- EXERCISE SET -
1 - Answer these questions using the text on types of meningitis, one answer per line, marked (a), (b) and (c).
(a) What are the common causes of bacterial meningitis after the neonatal period?
(b) In which persons does fungal meningitis most frequently occur?
(c) What recovery rate may early diagnosis and treatment with proper antituberculosis bring?
2 - Turn the paragraph of the meningitis text that begins "Development is insidious" into a short bulleted list that keeps its main facts.
3 - Continue the text on types of meningitis, starting after its final sentence about the recovery rate.

- GIVEN TEXT -
****************************************

1. Explain the differences between bacterial meningitis, aseptic meningitis, fungal meningitis, and tubercular meningitis. Bacterial meningitis is a primary infection of the pia mater, arachnoid and subarachnoid space, ventricular system and the CSF of the brain. The subarachnoid space is accessed either by a systemic, bloodstream or direct extension infection. Common causes of bacterial meningitis after the neonatal period are Meningococcus (Neisseria meningitidis) and pneumococcus (Streptococcus pneumonia).
For neonates, pneumococcus and gram-negative enteric bacilli are common agents. Aseptic meningitis (viral meningitis, nonpurulent meningitis, lymphocytic meningitis) is an inflammation which is thought to be localized to the meninges. The population at risk depends of the virus. A variety of symptoms are caused by a plethora of viruses such as enteroviral (most common), mumps, herpes simplex types 1 and 2,, St. Lus encephalitis virus, West Nile virus, California encephalitis virus, Venezuelan equine encephalitis, Colorado tick fever, lymphocytic choriomeningitis virus, Epstein-Barr virus, and influenza virus types A and B. Fungal meningitis is a chronic, much less common condition than bacterial or viral meningitis. It most frequently occurs in persons with impaired immune systems or those with altered normal flora.
Development is insidious and usually occurs over days to weeks. Also associated with chronic meningitis are syphilis, tuberculosis and Lyme disease. Tubercular meningitis is the most common and most serious form of CNS tuberculosis, and is found mostly in those with acquired immunodeficiency syndrome (AIDS). Miliary tubercules form in the brain and meninges, later eroding in the pia mater with mycobacteria entering in the CSF producing a hypersensitivity reaction which causes purulent exudate to the basal meninges, cerebrum and spinal nerves. Vasculitis occurs causing cerebral ischemia and infarction. Symptoms include headache, low-grade fever, stiff neck, nausea and vomiting, irritability, difficulty sleeping and fatigue.
These signs and symptoms lead to increase to confusion, stiff neck, significant behavioral changes, and seizures. Additionally, hydrocephalus and cranial nerve palsies or cerebral infarcts may occur. Early diagnosis and treatment with proper antituberculosis may cause a 90% recovery rate.

****************************************

- RAW DATA -
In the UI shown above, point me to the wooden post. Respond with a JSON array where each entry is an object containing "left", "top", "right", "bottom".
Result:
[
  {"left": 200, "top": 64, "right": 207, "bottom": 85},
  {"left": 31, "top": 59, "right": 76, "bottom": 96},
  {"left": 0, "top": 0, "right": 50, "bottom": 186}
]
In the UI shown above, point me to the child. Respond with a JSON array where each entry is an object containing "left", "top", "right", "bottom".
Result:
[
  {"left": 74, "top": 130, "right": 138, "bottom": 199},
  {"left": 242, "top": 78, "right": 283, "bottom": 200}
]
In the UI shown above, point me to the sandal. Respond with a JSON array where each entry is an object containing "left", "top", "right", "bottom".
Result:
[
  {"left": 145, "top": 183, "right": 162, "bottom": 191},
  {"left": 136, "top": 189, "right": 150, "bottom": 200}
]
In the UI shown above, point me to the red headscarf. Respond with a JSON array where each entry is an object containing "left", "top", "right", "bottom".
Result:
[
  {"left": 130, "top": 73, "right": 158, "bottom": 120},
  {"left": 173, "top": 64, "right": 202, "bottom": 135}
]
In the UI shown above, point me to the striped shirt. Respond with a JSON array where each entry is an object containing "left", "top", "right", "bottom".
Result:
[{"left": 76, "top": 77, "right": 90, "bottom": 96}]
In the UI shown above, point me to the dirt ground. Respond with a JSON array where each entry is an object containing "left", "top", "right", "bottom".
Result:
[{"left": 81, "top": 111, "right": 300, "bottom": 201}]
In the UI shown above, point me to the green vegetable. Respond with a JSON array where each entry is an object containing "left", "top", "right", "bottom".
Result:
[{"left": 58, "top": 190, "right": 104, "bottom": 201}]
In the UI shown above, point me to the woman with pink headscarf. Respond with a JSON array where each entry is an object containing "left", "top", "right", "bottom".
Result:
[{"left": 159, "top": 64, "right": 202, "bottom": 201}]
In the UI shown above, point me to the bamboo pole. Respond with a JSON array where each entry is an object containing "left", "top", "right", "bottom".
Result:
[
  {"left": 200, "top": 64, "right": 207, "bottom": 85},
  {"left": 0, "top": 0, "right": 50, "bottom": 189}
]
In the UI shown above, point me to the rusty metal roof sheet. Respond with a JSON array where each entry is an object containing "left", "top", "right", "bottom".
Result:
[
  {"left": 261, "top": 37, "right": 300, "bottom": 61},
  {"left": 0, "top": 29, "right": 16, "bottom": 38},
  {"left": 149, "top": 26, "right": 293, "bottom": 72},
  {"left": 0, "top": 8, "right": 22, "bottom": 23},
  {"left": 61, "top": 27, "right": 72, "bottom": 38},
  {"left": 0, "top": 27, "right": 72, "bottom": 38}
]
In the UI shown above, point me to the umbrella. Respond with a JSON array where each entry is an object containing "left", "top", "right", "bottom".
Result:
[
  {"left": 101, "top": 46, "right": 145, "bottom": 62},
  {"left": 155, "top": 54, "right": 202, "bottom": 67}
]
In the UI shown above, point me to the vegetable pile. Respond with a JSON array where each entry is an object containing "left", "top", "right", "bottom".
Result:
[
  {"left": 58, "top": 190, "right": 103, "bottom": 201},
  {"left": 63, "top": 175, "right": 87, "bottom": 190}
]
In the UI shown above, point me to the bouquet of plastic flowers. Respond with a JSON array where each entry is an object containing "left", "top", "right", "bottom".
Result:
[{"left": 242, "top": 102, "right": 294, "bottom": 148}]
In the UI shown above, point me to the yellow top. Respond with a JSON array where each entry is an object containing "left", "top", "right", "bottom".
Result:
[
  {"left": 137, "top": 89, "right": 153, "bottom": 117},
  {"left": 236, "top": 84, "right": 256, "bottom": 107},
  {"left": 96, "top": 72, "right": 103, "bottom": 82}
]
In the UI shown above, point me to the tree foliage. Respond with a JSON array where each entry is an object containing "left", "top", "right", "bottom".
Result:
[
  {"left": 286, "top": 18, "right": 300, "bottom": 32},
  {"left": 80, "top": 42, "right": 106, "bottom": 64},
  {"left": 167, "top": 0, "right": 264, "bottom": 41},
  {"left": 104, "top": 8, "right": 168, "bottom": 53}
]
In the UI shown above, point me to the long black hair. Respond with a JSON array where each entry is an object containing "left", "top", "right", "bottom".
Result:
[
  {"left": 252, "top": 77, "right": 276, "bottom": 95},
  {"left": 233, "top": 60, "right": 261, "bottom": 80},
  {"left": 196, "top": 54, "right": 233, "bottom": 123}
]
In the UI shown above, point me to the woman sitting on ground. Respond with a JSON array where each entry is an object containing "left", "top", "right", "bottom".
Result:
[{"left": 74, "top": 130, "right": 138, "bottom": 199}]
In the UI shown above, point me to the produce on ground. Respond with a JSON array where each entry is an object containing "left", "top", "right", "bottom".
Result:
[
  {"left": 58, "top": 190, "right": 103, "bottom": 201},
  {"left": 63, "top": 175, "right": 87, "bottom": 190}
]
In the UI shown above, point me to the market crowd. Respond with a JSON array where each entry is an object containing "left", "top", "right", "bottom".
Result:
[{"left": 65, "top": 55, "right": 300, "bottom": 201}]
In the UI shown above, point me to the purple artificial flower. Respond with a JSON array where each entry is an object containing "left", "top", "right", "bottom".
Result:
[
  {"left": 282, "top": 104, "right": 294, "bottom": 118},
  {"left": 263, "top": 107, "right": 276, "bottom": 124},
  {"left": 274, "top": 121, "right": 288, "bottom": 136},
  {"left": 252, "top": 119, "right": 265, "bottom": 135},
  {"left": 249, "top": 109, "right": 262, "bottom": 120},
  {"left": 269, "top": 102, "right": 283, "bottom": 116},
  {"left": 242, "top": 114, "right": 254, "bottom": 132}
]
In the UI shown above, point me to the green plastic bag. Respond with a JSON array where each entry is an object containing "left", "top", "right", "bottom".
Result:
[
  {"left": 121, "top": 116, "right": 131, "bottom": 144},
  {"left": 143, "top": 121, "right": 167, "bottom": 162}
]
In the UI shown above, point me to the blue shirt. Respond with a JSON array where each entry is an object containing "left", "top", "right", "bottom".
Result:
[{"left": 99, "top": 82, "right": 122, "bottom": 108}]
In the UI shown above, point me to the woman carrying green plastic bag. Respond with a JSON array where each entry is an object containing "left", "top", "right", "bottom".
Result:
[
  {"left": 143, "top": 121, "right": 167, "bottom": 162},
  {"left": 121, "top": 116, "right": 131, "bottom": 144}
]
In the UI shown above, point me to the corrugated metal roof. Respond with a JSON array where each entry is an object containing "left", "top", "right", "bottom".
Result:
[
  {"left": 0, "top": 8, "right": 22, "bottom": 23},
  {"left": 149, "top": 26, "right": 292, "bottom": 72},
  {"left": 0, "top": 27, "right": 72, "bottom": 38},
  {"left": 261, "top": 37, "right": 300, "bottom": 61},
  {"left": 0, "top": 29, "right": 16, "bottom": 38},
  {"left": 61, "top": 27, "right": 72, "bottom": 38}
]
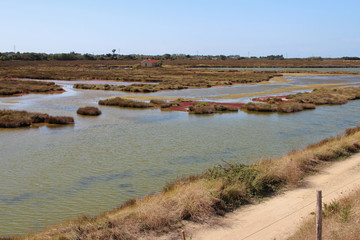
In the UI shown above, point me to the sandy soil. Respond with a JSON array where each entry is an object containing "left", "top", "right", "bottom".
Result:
[{"left": 185, "top": 154, "right": 360, "bottom": 240}]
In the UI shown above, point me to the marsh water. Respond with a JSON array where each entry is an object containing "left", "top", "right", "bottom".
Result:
[{"left": 0, "top": 76, "right": 360, "bottom": 236}]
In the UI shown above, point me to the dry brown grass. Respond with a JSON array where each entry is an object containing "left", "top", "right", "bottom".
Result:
[
  {"left": 287, "top": 87, "right": 360, "bottom": 105},
  {"left": 76, "top": 107, "right": 101, "bottom": 116},
  {"left": 99, "top": 97, "right": 154, "bottom": 108},
  {"left": 289, "top": 189, "right": 360, "bottom": 240},
  {"left": 0, "top": 109, "right": 74, "bottom": 128}
]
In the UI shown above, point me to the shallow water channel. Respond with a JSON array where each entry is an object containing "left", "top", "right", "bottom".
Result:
[{"left": 0, "top": 76, "right": 360, "bottom": 236}]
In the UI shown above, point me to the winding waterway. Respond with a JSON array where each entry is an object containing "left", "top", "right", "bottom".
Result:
[{"left": 0, "top": 76, "right": 360, "bottom": 236}]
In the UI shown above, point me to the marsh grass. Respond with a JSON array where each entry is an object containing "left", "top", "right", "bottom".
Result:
[
  {"left": 0, "top": 109, "right": 74, "bottom": 128},
  {"left": 76, "top": 107, "right": 101, "bottom": 116},
  {"left": 286, "top": 87, "right": 360, "bottom": 105},
  {"left": 189, "top": 102, "right": 239, "bottom": 114},
  {"left": 99, "top": 97, "right": 154, "bottom": 108},
  {"left": 27, "top": 127, "right": 360, "bottom": 239},
  {"left": 0, "top": 79, "right": 64, "bottom": 95}
]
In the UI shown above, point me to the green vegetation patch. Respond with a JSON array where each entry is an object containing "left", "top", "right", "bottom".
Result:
[
  {"left": 0, "top": 109, "right": 74, "bottom": 128},
  {"left": 99, "top": 97, "right": 154, "bottom": 108},
  {"left": 286, "top": 87, "right": 360, "bottom": 105},
  {"left": 76, "top": 107, "right": 101, "bottom": 116},
  {"left": 189, "top": 102, "right": 239, "bottom": 114},
  {"left": 0, "top": 79, "right": 64, "bottom": 95}
]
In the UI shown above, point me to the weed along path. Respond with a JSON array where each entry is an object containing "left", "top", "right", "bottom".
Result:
[{"left": 186, "top": 154, "right": 360, "bottom": 240}]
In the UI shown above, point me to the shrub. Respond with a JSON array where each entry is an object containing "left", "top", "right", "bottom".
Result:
[{"left": 76, "top": 107, "right": 101, "bottom": 116}]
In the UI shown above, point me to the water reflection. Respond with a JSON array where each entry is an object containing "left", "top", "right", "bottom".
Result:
[{"left": 0, "top": 76, "right": 360, "bottom": 235}]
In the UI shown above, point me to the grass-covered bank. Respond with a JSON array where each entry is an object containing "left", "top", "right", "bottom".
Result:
[
  {"left": 17, "top": 126, "right": 360, "bottom": 239},
  {"left": 289, "top": 189, "right": 360, "bottom": 240},
  {"left": 0, "top": 79, "right": 64, "bottom": 96},
  {"left": 0, "top": 109, "right": 74, "bottom": 128}
]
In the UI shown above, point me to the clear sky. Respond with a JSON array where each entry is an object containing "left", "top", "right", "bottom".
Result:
[{"left": 0, "top": 0, "right": 360, "bottom": 57}]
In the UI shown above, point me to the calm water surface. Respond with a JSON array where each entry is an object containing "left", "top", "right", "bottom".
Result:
[{"left": 0, "top": 77, "right": 360, "bottom": 236}]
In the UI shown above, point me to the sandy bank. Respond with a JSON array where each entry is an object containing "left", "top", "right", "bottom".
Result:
[{"left": 187, "top": 154, "right": 360, "bottom": 240}]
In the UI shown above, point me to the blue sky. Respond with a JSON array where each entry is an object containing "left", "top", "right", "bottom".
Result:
[{"left": 0, "top": 0, "right": 360, "bottom": 57}]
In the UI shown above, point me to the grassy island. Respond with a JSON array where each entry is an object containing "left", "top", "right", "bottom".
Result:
[
  {"left": 0, "top": 109, "right": 74, "bottom": 128},
  {"left": 76, "top": 107, "right": 101, "bottom": 116},
  {"left": 99, "top": 97, "right": 154, "bottom": 108},
  {"left": 0, "top": 79, "right": 64, "bottom": 96},
  {"left": 27, "top": 127, "right": 360, "bottom": 239}
]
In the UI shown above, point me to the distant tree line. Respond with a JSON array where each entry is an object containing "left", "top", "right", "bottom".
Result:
[{"left": 0, "top": 49, "right": 360, "bottom": 61}]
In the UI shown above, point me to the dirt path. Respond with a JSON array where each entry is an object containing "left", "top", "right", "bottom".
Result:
[{"left": 186, "top": 154, "right": 360, "bottom": 240}]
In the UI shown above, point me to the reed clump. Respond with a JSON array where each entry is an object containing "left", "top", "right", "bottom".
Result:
[
  {"left": 243, "top": 100, "right": 315, "bottom": 113},
  {"left": 76, "top": 107, "right": 101, "bottom": 116},
  {"left": 0, "top": 109, "right": 74, "bottom": 128},
  {"left": 0, "top": 79, "right": 64, "bottom": 95},
  {"left": 289, "top": 189, "right": 360, "bottom": 240},
  {"left": 99, "top": 97, "right": 154, "bottom": 108},
  {"left": 189, "top": 102, "right": 239, "bottom": 114},
  {"left": 286, "top": 87, "right": 360, "bottom": 105}
]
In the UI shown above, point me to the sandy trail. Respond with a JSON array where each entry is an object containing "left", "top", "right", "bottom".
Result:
[{"left": 187, "top": 154, "right": 360, "bottom": 240}]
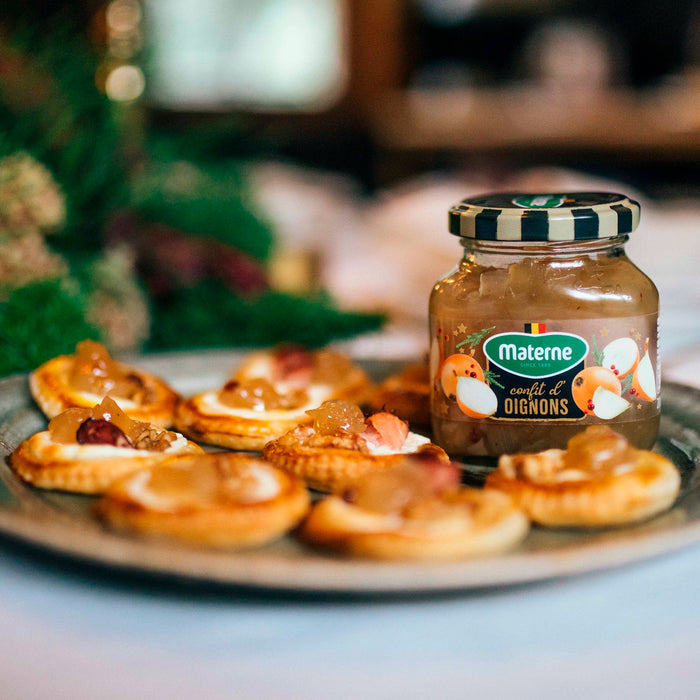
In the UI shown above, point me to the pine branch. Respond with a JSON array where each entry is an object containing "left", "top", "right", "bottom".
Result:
[{"left": 456, "top": 326, "right": 496, "bottom": 350}]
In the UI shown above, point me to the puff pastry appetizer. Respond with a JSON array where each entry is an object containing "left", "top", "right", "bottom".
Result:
[
  {"left": 263, "top": 400, "right": 449, "bottom": 491},
  {"left": 368, "top": 362, "right": 430, "bottom": 430},
  {"left": 9, "top": 397, "right": 203, "bottom": 493},
  {"left": 95, "top": 453, "right": 309, "bottom": 547},
  {"left": 29, "top": 340, "right": 179, "bottom": 428},
  {"left": 300, "top": 458, "right": 529, "bottom": 559},
  {"left": 175, "top": 347, "right": 369, "bottom": 450},
  {"left": 486, "top": 426, "right": 681, "bottom": 527}
]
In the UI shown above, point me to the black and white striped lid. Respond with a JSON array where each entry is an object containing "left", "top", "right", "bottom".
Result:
[{"left": 448, "top": 192, "right": 639, "bottom": 242}]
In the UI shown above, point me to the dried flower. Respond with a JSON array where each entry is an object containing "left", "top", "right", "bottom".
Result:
[
  {"left": 0, "top": 152, "right": 66, "bottom": 237},
  {"left": 0, "top": 231, "right": 68, "bottom": 288},
  {"left": 87, "top": 246, "right": 150, "bottom": 352}
]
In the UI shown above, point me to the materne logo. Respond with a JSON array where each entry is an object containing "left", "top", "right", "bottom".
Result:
[{"left": 484, "top": 333, "right": 588, "bottom": 379}]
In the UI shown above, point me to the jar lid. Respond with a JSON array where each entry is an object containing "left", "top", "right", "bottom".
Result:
[{"left": 448, "top": 192, "right": 639, "bottom": 241}]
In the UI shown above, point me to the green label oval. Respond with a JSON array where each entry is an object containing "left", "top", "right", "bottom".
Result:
[{"left": 483, "top": 333, "right": 588, "bottom": 379}]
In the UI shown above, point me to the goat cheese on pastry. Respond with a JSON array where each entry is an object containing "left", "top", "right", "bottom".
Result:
[
  {"left": 9, "top": 397, "right": 203, "bottom": 493},
  {"left": 263, "top": 400, "right": 449, "bottom": 491},
  {"left": 486, "top": 426, "right": 681, "bottom": 527},
  {"left": 175, "top": 347, "right": 369, "bottom": 450},
  {"left": 29, "top": 340, "right": 179, "bottom": 428},
  {"left": 300, "top": 458, "right": 529, "bottom": 559},
  {"left": 95, "top": 453, "right": 309, "bottom": 547}
]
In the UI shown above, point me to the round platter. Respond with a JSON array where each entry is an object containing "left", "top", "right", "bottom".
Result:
[{"left": 0, "top": 352, "right": 700, "bottom": 595}]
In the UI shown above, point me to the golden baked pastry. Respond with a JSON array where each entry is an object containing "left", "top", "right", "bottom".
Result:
[
  {"left": 95, "top": 452, "right": 309, "bottom": 547},
  {"left": 175, "top": 347, "right": 370, "bottom": 450},
  {"left": 263, "top": 400, "right": 449, "bottom": 491},
  {"left": 29, "top": 340, "right": 179, "bottom": 428},
  {"left": 368, "top": 362, "right": 430, "bottom": 430},
  {"left": 9, "top": 397, "right": 203, "bottom": 493},
  {"left": 300, "top": 458, "right": 529, "bottom": 559},
  {"left": 486, "top": 425, "right": 681, "bottom": 527}
]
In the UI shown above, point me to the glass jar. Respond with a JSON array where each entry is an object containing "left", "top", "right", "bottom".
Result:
[{"left": 430, "top": 192, "right": 660, "bottom": 457}]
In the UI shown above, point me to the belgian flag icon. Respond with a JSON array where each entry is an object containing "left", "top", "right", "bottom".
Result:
[{"left": 525, "top": 323, "right": 547, "bottom": 335}]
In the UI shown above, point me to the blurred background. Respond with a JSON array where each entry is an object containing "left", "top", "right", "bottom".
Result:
[{"left": 0, "top": 0, "right": 700, "bottom": 374}]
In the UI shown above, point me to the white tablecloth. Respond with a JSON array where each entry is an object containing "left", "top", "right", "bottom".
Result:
[
  {"left": 0, "top": 189, "right": 700, "bottom": 700},
  {"left": 0, "top": 536, "right": 700, "bottom": 700}
]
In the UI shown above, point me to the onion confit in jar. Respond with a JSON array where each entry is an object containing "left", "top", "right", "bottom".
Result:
[{"left": 430, "top": 192, "right": 660, "bottom": 457}]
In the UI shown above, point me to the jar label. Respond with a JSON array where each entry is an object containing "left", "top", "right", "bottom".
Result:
[{"left": 430, "top": 314, "right": 660, "bottom": 423}]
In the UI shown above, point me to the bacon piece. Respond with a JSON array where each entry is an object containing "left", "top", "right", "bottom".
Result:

****************************************

- ANSWERS FOR THE EXERCISE -
1 -
(a) Meningococcus (Neisseria meningitidis) and pneumococcus (Streptococcus pneumonia).
(b) Persons with impaired immune systems or those with altered normal flora.
(c) A 90% recovery rate.

2 -
- Development is insidious, usually over days to weeks.
- Syphilis, tuberculosis and Lyme disease are also associated with chronic meningitis.
- Tubercular meningitis is the most common and most serious form of CNS tuberculosis and is found mostly in people with AIDS.
- Miliary tubercules form in the brain and meninges and later erode in the pia mater. Mycobacteria then enter the CSF and cause a hypersensitivity reaction, which produces purulent exudate in the basal meninges, cerebrum and spinal nerves.
- Vasculitis causes cerebral ischemia and infarction.
- Symptoms include headache, low-grade fever, stiff neck, nausea and vomiting, irritability, difficulty sleeping and fatigue.

3 -
2. A neonate has a harsh, loud, systolic murmur shortly after birth. This is best heard at the left lower sternal border. The neonate is acyanotic and has no other symptoms. What type of congenital heart disorder does this infant have? Explain why the neonate is not cyanotic. When could the infant become cyanotic? These symptoms describe a ventricular septal defect (VSD). This type of defect is a left to right shunt of blood flow through the septum of the heart and symptoms depend on the size of the shunt. Because of the increase in blood from the right ventricle (RV) into the pulmonary artery (PA), the PA, left atrium (LA) and left ventricle (LV) become enlarged.
A large VSD causes a large amount of pulmonary volume. Over time, the smooth muscle layer of the arteriolar wall thickens and a decrease in diameter of the pulmonary vessels occurs which causes resistance to the new blood flow. An increase in pulmonary vascular resistance causes a reverse shunting through the VSD causing cyanosis from deoxygenated blood flowing through systemic circulation. This phenomenon is termed Eisenmenger syndrome.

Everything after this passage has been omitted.